### Work to be completed
Reproduce only the stretch of the listing below from the line that contains "the cabinet door" through the line that contains "<point>453,860</point>", replacing "white baseboard" with "white trim board" and changing nothing else.

### Supplied data
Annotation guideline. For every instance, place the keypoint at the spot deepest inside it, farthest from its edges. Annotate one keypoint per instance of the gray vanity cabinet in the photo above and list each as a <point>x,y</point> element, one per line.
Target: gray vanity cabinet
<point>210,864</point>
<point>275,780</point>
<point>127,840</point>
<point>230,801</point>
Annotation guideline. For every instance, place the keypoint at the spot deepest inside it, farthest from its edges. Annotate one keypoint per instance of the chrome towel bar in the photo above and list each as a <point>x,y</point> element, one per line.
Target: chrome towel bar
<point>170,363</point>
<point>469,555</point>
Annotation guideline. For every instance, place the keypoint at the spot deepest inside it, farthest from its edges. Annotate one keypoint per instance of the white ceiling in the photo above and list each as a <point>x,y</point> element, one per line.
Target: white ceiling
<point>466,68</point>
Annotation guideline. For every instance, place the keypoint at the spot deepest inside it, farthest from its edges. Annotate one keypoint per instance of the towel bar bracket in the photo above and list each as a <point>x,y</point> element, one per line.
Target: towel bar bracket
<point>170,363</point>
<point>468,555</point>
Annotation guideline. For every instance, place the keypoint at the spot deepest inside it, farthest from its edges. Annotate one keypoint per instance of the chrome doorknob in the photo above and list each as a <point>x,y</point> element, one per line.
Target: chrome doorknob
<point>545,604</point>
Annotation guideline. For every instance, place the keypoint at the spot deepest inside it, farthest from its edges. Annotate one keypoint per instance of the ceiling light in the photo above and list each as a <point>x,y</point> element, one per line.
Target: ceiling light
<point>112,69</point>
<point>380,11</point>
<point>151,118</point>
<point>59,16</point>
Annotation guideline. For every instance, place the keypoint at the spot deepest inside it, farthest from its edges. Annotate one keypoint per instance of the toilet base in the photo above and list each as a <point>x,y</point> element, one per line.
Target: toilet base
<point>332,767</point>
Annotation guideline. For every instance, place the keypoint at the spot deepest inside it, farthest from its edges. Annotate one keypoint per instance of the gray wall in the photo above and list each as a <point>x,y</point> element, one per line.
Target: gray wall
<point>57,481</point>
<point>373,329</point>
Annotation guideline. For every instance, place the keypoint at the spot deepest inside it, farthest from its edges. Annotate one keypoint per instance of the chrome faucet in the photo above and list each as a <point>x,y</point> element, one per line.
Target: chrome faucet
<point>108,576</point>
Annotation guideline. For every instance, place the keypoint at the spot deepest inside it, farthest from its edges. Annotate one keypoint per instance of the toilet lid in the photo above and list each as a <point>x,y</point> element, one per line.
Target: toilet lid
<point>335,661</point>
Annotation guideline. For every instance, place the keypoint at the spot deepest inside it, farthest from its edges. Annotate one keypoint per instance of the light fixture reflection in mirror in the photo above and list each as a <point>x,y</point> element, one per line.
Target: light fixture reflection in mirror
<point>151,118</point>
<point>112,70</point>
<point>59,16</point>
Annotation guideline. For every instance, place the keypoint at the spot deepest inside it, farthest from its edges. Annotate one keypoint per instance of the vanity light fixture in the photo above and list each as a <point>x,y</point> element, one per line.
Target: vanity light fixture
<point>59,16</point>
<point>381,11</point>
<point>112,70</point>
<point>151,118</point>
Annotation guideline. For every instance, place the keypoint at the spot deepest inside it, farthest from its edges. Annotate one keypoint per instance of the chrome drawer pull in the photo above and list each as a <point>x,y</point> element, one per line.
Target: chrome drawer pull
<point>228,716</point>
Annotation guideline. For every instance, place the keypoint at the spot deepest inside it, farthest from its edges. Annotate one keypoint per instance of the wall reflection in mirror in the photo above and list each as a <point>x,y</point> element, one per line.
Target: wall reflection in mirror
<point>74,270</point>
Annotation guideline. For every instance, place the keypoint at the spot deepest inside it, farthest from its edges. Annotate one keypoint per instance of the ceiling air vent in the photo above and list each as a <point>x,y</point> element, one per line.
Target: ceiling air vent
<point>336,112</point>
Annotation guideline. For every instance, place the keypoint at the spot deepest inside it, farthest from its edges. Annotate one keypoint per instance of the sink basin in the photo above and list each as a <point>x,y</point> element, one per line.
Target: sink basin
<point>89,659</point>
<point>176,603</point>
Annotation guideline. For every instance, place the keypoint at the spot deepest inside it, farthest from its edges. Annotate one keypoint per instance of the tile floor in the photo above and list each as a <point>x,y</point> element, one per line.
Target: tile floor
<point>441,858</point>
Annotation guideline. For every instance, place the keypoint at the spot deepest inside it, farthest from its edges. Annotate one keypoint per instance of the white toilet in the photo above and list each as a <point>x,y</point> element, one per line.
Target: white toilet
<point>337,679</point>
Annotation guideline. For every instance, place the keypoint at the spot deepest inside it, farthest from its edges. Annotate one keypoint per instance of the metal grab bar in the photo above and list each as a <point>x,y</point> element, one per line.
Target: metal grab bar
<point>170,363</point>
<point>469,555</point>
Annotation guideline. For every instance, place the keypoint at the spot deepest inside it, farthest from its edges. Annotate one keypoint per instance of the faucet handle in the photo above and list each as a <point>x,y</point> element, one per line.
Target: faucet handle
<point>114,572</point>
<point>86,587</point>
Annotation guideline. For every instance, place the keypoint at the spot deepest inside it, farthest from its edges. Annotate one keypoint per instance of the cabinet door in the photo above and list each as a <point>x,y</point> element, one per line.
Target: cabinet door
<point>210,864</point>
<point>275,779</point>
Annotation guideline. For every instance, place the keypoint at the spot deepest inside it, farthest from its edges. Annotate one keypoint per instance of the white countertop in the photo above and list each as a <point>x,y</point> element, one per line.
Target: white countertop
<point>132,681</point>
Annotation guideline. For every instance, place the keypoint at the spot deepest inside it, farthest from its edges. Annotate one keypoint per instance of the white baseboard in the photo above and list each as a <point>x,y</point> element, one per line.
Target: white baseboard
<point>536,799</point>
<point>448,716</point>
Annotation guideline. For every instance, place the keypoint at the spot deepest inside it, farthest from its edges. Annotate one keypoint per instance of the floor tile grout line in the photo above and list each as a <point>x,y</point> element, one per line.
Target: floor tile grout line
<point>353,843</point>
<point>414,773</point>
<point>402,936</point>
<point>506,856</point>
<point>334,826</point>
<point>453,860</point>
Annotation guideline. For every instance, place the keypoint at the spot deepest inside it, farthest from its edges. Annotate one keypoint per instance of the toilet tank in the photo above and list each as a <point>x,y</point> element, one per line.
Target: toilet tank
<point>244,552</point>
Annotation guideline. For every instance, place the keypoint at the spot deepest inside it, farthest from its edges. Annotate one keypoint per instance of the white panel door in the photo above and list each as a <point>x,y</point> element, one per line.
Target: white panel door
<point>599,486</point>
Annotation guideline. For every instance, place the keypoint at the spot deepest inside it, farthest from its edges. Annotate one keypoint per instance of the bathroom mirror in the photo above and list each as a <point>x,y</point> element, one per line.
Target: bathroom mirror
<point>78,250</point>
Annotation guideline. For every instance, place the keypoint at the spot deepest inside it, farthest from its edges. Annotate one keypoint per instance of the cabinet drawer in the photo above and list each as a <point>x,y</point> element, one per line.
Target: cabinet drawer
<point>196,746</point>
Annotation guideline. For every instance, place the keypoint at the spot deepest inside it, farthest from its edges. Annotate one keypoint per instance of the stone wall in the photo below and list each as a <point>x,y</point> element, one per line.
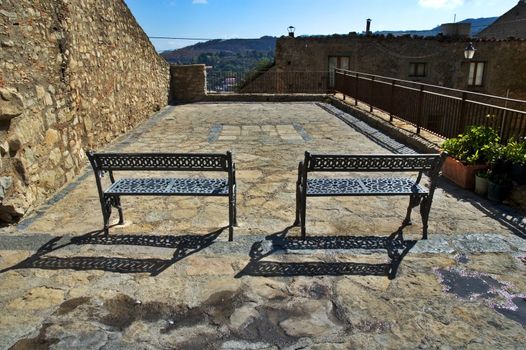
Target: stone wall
<point>188,82</point>
<point>391,56</point>
<point>74,75</point>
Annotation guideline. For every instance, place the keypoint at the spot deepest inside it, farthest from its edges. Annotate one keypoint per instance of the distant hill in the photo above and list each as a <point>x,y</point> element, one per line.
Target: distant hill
<point>477,25</point>
<point>263,47</point>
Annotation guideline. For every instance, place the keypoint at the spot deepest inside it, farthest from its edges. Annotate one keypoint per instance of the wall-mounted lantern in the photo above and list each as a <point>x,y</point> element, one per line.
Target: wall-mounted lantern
<point>291,30</point>
<point>469,51</point>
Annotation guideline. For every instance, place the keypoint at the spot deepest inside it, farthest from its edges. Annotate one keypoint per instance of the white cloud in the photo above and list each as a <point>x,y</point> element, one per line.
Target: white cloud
<point>441,3</point>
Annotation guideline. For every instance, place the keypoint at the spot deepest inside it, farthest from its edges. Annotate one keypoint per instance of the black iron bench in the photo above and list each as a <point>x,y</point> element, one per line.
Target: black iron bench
<point>136,186</point>
<point>369,186</point>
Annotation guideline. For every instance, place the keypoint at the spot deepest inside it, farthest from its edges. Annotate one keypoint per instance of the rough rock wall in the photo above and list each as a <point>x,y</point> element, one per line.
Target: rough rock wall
<point>73,75</point>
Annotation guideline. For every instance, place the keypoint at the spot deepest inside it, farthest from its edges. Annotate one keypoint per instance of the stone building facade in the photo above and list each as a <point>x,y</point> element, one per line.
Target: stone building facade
<point>434,60</point>
<point>73,76</point>
<point>512,24</point>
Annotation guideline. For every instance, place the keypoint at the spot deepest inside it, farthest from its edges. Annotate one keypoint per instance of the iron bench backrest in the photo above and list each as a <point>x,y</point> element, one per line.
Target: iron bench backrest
<point>160,161</point>
<point>420,163</point>
<point>374,162</point>
<point>110,162</point>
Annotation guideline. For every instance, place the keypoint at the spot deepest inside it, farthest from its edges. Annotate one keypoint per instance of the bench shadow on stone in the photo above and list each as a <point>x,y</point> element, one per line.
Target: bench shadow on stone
<point>184,245</point>
<point>394,244</point>
<point>509,217</point>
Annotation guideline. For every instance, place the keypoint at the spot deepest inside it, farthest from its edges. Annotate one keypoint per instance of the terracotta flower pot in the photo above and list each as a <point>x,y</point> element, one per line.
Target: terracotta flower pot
<point>461,174</point>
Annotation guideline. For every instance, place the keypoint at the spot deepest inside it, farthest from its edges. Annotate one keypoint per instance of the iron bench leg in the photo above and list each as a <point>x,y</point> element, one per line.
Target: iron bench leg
<point>298,197</point>
<point>117,204</point>
<point>303,213</point>
<point>231,216</point>
<point>414,201</point>
<point>106,213</point>
<point>425,208</point>
<point>298,205</point>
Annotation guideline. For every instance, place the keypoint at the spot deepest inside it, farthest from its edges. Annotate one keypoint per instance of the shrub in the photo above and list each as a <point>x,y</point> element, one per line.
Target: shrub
<point>478,145</point>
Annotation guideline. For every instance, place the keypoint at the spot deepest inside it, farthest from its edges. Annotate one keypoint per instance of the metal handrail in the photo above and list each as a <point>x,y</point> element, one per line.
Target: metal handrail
<point>431,107</point>
<point>350,72</point>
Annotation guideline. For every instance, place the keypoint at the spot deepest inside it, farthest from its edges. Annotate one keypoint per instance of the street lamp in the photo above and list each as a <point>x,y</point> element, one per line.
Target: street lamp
<point>469,51</point>
<point>291,30</point>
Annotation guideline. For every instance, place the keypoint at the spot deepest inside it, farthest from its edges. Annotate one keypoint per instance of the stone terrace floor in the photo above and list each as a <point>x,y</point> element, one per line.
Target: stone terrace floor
<point>169,279</point>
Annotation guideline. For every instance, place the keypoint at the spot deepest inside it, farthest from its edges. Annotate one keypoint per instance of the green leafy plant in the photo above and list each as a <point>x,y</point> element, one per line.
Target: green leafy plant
<point>485,174</point>
<point>515,152</point>
<point>477,145</point>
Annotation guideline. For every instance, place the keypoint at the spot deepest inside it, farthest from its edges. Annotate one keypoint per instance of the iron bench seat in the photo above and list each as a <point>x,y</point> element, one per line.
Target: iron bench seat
<point>399,186</point>
<point>152,186</point>
<point>169,187</point>
<point>358,185</point>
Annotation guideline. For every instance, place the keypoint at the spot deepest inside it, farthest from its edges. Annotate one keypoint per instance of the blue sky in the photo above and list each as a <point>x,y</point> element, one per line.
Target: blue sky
<point>224,19</point>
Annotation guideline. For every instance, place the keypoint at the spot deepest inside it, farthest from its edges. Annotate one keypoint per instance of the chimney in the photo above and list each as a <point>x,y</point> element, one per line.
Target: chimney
<point>368,27</point>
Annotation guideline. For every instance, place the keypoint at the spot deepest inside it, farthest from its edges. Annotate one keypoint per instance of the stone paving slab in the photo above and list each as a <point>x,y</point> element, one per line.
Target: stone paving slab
<point>168,278</point>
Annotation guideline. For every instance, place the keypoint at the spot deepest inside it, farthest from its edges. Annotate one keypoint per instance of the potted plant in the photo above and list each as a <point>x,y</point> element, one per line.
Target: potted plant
<point>481,183</point>
<point>515,154</point>
<point>468,153</point>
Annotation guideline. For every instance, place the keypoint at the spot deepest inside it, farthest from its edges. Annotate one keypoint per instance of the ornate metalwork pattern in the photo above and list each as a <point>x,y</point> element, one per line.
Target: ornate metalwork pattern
<point>149,186</point>
<point>160,161</point>
<point>114,162</point>
<point>363,186</point>
<point>372,162</point>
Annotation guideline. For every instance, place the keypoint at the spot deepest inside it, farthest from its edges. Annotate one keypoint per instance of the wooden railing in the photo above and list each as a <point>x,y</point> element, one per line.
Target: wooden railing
<point>443,111</point>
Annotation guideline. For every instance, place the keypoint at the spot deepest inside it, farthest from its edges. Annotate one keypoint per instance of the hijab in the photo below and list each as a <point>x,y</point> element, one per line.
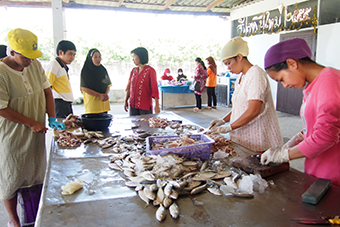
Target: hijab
<point>3,51</point>
<point>212,64</point>
<point>94,77</point>
<point>165,74</point>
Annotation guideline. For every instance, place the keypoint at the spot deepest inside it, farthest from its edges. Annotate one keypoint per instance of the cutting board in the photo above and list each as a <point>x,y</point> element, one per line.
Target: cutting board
<point>251,164</point>
<point>75,131</point>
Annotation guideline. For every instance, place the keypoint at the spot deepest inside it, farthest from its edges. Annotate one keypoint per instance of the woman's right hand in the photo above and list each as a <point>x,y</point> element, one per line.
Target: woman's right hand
<point>126,106</point>
<point>216,123</point>
<point>103,97</point>
<point>37,127</point>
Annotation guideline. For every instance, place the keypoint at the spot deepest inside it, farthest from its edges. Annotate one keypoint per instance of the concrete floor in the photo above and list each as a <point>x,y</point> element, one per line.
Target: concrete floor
<point>290,125</point>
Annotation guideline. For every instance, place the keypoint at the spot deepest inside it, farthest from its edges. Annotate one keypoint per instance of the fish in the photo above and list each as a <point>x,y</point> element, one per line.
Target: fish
<point>203,176</point>
<point>160,195</point>
<point>174,210</point>
<point>174,194</point>
<point>147,175</point>
<point>153,187</point>
<point>230,182</point>
<point>105,146</point>
<point>138,187</point>
<point>114,166</point>
<point>143,197</point>
<point>149,194</point>
<point>221,175</point>
<point>137,179</point>
<point>227,190</point>
<point>215,191</point>
<point>131,184</point>
<point>188,175</point>
<point>198,189</point>
<point>189,163</point>
<point>160,213</point>
<point>167,202</point>
<point>192,185</point>
<point>167,189</point>
<point>204,166</point>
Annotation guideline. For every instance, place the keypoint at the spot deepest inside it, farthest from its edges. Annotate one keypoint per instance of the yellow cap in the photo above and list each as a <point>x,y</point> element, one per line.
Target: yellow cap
<point>24,42</point>
<point>233,47</point>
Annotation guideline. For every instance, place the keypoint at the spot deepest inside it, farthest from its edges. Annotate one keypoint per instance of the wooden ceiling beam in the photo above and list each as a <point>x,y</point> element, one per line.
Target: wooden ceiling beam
<point>212,5</point>
<point>169,3</point>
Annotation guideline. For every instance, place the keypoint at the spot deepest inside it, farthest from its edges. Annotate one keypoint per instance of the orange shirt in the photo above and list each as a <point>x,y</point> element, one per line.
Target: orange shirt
<point>212,78</point>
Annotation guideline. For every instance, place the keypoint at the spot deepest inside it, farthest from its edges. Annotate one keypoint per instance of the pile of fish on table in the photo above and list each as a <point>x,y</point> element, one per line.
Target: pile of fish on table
<point>161,180</point>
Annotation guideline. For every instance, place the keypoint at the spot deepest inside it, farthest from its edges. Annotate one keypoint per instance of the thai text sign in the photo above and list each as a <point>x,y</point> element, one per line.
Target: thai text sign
<point>283,18</point>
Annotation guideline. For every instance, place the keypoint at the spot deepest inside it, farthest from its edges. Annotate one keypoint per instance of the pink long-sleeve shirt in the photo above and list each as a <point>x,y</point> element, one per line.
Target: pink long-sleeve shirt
<point>320,113</point>
<point>143,87</point>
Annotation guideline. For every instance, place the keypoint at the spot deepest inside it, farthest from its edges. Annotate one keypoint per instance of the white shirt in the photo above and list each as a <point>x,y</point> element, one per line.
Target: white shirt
<point>263,132</point>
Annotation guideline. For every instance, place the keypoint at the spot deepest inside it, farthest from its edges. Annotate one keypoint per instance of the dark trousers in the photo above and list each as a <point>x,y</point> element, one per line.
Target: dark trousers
<point>198,101</point>
<point>62,108</point>
<point>29,199</point>
<point>134,111</point>
<point>211,96</point>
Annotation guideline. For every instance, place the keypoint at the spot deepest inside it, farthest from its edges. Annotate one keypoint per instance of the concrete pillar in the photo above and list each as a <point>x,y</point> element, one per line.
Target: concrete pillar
<point>58,22</point>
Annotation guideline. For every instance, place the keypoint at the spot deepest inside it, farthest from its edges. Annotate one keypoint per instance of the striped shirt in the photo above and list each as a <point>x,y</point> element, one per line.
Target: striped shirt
<point>263,132</point>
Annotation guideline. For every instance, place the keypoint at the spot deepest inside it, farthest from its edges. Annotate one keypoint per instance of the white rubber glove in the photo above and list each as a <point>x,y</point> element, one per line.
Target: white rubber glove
<point>216,123</point>
<point>217,130</point>
<point>295,140</point>
<point>275,155</point>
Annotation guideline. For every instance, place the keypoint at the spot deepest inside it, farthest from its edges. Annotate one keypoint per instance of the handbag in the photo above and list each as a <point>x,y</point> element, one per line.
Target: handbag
<point>195,86</point>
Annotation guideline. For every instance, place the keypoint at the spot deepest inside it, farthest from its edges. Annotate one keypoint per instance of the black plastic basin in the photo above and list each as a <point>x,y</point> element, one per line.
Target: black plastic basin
<point>96,122</point>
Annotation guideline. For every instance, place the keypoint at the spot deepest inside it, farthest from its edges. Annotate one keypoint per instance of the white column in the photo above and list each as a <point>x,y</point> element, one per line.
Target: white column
<point>58,22</point>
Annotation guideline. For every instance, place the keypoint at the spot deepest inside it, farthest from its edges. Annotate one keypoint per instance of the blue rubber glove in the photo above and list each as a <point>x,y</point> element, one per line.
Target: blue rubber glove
<point>55,124</point>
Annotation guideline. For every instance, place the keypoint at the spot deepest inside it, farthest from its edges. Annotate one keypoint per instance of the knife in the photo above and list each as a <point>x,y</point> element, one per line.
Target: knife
<point>317,221</point>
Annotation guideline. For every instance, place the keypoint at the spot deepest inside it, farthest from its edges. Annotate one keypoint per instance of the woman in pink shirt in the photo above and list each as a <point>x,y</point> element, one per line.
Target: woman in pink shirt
<point>142,86</point>
<point>289,62</point>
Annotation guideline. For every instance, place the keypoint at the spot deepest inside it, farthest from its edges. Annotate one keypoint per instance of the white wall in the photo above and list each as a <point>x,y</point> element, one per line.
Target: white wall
<point>260,7</point>
<point>258,46</point>
<point>328,47</point>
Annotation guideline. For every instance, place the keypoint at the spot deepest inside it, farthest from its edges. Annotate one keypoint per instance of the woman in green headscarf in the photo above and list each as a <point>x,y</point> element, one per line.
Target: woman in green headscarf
<point>95,84</point>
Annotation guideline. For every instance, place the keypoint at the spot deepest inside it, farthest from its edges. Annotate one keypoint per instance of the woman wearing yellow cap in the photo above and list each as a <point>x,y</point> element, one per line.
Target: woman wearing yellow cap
<point>253,120</point>
<point>25,98</point>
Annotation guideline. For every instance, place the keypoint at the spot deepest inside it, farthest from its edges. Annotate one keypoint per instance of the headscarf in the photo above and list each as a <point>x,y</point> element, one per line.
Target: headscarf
<point>165,76</point>
<point>94,77</point>
<point>201,62</point>
<point>142,54</point>
<point>234,47</point>
<point>3,51</point>
<point>296,48</point>
<point>166,72</point>
<point>212,64</point>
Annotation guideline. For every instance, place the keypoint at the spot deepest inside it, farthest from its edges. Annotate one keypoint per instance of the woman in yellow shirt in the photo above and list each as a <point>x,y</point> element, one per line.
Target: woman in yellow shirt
<point>211,83</point>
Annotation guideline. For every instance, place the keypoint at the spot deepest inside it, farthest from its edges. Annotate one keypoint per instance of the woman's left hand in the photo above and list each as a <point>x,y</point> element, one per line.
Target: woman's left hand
<point>104,97</point>
<point>157,109</point>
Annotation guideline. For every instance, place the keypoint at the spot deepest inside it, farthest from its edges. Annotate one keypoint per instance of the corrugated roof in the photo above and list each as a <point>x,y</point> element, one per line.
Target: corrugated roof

### Final result
Annotation guideline. For every instance, place the keypoint at the spot deepest inside it, farthest from its edges. Annotate one keypoint per instance of the cabinet door in the photo above and list each as a <point>x,y</point> element, one per line.
Target: cabinet door
<point>210,864</point>
<point>275,779</point>
Annotation guideline. For every instance, place the keypoint at the spot deepest inside it, farthest from its edges. Annotate one keypoint per instance of the white countertop in the photo above and list each as a <point>x,y</point> element, one per line.
Target: white countertop
<point>132,681</point>
Annotation guideline. For every instance, place the keypoint at the spot deepest inside it, farthest from its edges. Annotate one keypoint per instance of the white trim board in the photo above and list each as a <point>x,y</point> element, one per line.
Target: white trim board
<point>536,799</point>
<point>448,716</point>
Annotation guideline. For every instance, place the keypoint at the spot deepest inside it, farthest from its edges. Annotate one keypoint per instance of the floor tile grout line in the photo above and list each as a <point>x,y</point> element, one per line.
Target: floor tile grout line
<point>353,843</point>
<point>414,773</point>
<point>402,936</point>
<point>506,856</point>
<point>334,826</point>
<point>453,860</point>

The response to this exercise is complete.